-- Document extract --
Twas at a marketing dinner meeting with a client last week, and at one point during a debate about user-generated content, a particularly perky member of the gathering effervescently enthused:
"Never before in the history of media have users been so important in the creation of content!"'
Not wanting to be rude, or lose the client, I held my tongue (with a forceps!), but this is what was running through my head:
All content
starts out
as user-generated!
As a term, User-Generated Content is more than a mere buzzword; it's become the messiah of media, a panacea for all our problems. Users will save our businesses! They will design our products, write our ads, sing our jingles and develop the movies we will fight to place our products within!
Oh puh-leeeze! Stop me before I shoot someone, videotape the murder, upload it to YouTube, win a "Most BadAss Video" contest sponsored by Axe Deodorant and get to open for 50 Cent on his next tour.
The difference with content today IS NOT the people creating it; the difference is the wealth and breadth of the platforms they now have available to distribute it.
Let's think about this for a second. We'll use The Beatles as an example.

-- Material --
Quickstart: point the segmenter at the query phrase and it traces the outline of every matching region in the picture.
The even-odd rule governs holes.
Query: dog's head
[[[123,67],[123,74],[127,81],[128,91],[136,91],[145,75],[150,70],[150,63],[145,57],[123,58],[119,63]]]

-- To be done --
Pick up the essay on user-generated content above after its final sentence and keep writing it.

-- Output for this task --
Before they were the world's best-selling and most influential pop artists, they were four lads from Liverpool, playing on the back of flatbed trucks, at outdoor block parties, at the local coffee house...anywhere they could to be seen and get their songs heard. The Cavern Club was their YouTube; the local church basement talent show their American Idol. Buzz builds, they're seen by Brian Epstein, he signs them to a management contract and the rest is history. Suddenly, swarms of other "users" pop up all over the world, trying to follow in their footsteps. It's the way of showbiz.
The same story goes for virtually any artist of any type:
Before they were them,
they were one of us.
- Andy Warhol was a graphic designer from Pittsburgh (glamorous, huh?).
- Stephen King was a high school English teacher living in a trailer in Maine, writing short stories for pulp-fiction men's mags to make ends meet.
- Steve Jobs and Steve Wozniak were two geeky kids tinkering around in a garage.
- Guy Laliberte, the genius behind Cirque du Soleil, was a street performer, walking on stilts, eating fire and playing the accordion(!!!).
- Every superstar athlete was the adorable five-year-old tyke in the uniform two sizes too big.
I could go on forever.
There's a chasm we all cross on our way from "amateur" to "professional." Granted, these days the lines have blurred somewhat (this blog being a prime example), but while the ways and means we use to MAKE that transition have become more technically advanced and readily available, the fact remains that those who actually "use" them have remained the same. They are you, and me, and that kid down the street who will one day sell out arenas across the country.
So to my bubbly client, let me say that in the history of content creation, it has ALWAYS been generated by users. The Surprise factor in all this is when one of us actually crosses the chasm. Society's superstars are just users on steroids (amongst other substances...).
What'll be REALLY different, and downright scary, is when content is generated by something OTHER than users (like machines, rendering us irrelevant). Thankfully, even the most advanced high-tech art (see the brilliant work of Joshua Davis, for example), needs one of us.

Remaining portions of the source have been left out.